Aufgaben:
A: Warum stellt der Prüfer laut dem Auszug dem Prüfling vor dem praktischen Teil Fragen zu Besonderheiten des Hundes?
B: Übertrage aus dem Auszug den Abschnitt von „Ein Prüfer hat“ bis „oder zu beeinflussen.“ wörtlich.

··· Auszug

Also nochmal:
Krallenschneiden ist selbstverständlich NICHT Teil der Hundeführscheinprüfung (Ulli hat gestern einfach die Gelegenheit genutzt und das in die Übung "Pfotenkontrolle" integriert). Verlangt wird unter dem Begriff "Pflegehandlungen", daß der Hundehalter an seinem Hund eine nicht nur rein oberflächliche Inspektion von Ohren, Zähnen und den Pfoten vornehmen kann und der Hund dies ohne allzuviele Streßanzeichen (und natürlich ohne seinen eigenen Besitzer zu beißen
) duldet.
Ein Prüfer hat keinerlei Befugnis, selbst irgendetwas an oder mit dem Hund zu machen. Ich berühre die Hunde während einer Prüfung nicht (jedenfalls nicht vorsätzlich
), versuche auch nicht, sie in irgendeiner Art und Weise abzulenken oder zu beeinflussen.
Zum Ablauf der Prüfung:
Zuerst muß der Hundehalter eine Verantwortlichkeitserklärung unterschreiben, mit der er die Verantwortung und im Zweifelsfalle auch die Haftung (falls was passieren sollte) für die Ereignisse während der Prüfung übernimmt und erklärt, den Hund nach den gesetzlichen Bestimmungen zu führen.
Dann erfolgt der schriftliche Test - ein Multiple Choice Test mit 30 Fragen, von denen 80% (also 24) richtig beantwortet werden müssen, um die weiteren Module der Prüfung angehen zu können.
Bevor ich nun mit einem Prüfling den praktischen Teil der Prüfung in Angriff nehme, stelle ich diesem einige Fragen nach irgendwelchen Besonderheiten des Hundes (Ausbildungsstand, Verhaltensauffälligkeiten, gesundheitliche Probleme usw.), die eventuell einen Einfluß auf die Prüfung haben könnten.
Würde beispielsweise jemand mit einem älteren Hund argumentieren, daß dieser mit dem Absetzen oder Ablegen schon Probleme habe, dann wäre es für mich statthaft, anstelle der eigentlich geforderten Übungen Sitz oder Platz ein Steh zu zeigen.

······
··· Bereitgestellte Daten

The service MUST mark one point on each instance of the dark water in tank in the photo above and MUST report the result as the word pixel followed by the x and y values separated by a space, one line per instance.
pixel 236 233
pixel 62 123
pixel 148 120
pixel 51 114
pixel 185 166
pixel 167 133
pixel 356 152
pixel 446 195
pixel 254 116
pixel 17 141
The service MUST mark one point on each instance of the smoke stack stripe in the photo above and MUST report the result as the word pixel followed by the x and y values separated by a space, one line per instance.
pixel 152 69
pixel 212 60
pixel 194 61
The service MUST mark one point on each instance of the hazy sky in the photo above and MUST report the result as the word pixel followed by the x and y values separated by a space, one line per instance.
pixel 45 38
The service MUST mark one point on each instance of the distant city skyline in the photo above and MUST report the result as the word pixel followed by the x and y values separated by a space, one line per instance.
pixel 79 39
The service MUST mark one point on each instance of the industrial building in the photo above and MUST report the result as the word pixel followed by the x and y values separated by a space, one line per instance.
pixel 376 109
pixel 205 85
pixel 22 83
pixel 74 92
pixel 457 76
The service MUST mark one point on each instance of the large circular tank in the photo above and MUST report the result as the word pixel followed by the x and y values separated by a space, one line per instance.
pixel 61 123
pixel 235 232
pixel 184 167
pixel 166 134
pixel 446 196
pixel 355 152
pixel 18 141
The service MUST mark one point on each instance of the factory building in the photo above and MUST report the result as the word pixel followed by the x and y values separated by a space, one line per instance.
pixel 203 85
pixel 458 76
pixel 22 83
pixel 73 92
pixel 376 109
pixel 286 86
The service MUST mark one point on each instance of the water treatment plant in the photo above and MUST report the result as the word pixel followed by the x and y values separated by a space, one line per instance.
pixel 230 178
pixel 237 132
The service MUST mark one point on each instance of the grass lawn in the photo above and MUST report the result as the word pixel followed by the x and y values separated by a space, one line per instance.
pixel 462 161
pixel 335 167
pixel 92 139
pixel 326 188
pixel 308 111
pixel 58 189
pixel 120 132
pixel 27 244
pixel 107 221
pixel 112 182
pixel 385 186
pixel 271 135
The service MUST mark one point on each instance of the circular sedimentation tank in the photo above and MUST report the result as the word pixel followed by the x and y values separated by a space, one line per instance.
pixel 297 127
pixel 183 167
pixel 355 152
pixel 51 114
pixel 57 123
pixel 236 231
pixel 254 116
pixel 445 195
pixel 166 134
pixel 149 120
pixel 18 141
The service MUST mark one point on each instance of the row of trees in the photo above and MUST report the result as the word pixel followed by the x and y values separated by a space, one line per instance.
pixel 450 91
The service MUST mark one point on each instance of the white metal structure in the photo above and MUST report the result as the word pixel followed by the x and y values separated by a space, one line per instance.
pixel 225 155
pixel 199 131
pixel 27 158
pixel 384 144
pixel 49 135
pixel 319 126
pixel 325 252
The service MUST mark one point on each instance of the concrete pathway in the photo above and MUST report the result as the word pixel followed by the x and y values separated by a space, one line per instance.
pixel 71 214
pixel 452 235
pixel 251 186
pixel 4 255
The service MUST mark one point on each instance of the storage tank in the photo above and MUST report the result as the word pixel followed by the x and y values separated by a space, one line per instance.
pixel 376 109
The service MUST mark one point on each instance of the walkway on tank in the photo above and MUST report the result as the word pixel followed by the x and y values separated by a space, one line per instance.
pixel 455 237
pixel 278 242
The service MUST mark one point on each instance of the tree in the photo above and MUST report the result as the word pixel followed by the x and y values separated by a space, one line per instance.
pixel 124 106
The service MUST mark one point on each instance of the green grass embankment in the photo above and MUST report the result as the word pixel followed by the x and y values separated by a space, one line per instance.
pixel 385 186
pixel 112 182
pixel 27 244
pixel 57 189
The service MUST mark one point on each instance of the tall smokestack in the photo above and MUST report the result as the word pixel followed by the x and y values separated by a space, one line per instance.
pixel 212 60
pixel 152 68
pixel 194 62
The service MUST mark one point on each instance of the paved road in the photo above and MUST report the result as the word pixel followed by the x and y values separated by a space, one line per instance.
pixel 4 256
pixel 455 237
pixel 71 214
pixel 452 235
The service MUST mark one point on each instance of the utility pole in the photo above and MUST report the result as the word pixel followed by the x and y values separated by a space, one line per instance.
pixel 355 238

······

Lösungen:
A: Besonderheiten des Hundes wie Ausbildungsstand, Verhaltensauffälligkeiten oder gesundheitliche Probleme könnten eventuell einen Einfluss auf die Prüfung haben. Deshalb fragt der Prüfer vorher danach.

B:
Ein Prüfer hat keinerlei Befugnis, selbst irgendetwas an oder mit dem Hund zu machen. Ich berühre die Hunde während einer Prüfung nicht (jedenfalls nicht vorsätzlich
), versuche auch nicht, sie in irgendeiner Art und Weise abzulenken oder zu beeinflussen.